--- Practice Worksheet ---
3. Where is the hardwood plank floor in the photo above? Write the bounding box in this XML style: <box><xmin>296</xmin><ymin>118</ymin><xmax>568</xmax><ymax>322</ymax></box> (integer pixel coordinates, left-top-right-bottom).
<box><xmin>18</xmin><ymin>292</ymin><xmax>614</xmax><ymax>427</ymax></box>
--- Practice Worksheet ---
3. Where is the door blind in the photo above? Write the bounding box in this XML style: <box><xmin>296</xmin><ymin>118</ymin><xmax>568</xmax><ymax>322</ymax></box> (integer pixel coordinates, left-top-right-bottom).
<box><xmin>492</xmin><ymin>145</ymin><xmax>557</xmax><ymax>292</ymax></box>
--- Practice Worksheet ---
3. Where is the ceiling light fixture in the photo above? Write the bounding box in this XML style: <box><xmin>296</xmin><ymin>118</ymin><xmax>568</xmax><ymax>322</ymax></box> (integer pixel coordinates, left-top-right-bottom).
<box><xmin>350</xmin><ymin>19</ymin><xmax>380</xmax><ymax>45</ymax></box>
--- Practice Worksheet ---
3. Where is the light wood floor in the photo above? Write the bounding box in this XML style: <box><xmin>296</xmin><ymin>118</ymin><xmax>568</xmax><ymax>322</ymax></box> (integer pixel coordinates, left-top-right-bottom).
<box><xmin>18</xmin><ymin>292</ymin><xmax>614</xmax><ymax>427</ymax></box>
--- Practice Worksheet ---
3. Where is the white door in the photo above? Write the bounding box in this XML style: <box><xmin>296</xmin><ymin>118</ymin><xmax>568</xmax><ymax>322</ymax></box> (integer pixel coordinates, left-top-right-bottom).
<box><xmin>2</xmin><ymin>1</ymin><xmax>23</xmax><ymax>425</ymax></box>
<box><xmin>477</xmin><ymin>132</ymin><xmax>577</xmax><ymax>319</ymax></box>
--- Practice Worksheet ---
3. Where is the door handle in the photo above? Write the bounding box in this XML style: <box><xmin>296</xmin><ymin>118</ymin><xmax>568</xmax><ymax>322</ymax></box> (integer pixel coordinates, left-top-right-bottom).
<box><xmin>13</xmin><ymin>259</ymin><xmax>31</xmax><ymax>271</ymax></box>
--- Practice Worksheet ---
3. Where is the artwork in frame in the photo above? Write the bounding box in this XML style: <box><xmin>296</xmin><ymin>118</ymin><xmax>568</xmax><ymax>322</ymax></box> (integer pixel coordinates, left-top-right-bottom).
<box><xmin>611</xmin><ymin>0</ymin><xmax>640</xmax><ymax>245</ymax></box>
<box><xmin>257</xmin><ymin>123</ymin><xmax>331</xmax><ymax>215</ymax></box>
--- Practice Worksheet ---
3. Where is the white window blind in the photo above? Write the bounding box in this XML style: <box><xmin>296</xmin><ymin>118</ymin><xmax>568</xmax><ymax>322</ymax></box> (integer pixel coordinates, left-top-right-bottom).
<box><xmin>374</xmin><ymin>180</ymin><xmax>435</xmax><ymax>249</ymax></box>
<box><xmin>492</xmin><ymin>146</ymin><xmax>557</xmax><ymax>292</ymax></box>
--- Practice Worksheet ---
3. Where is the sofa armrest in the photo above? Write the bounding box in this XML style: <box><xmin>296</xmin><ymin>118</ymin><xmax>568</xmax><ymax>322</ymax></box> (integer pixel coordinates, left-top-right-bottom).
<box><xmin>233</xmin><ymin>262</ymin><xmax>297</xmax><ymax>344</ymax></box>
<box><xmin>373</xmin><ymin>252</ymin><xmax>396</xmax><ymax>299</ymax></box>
☆ ☆ ☆ ☆ ☆ ☆ ☆
Count the lines of the entries above that contain the string "blind", treating uppercase and lowercase as different. Reply with the number alone.

2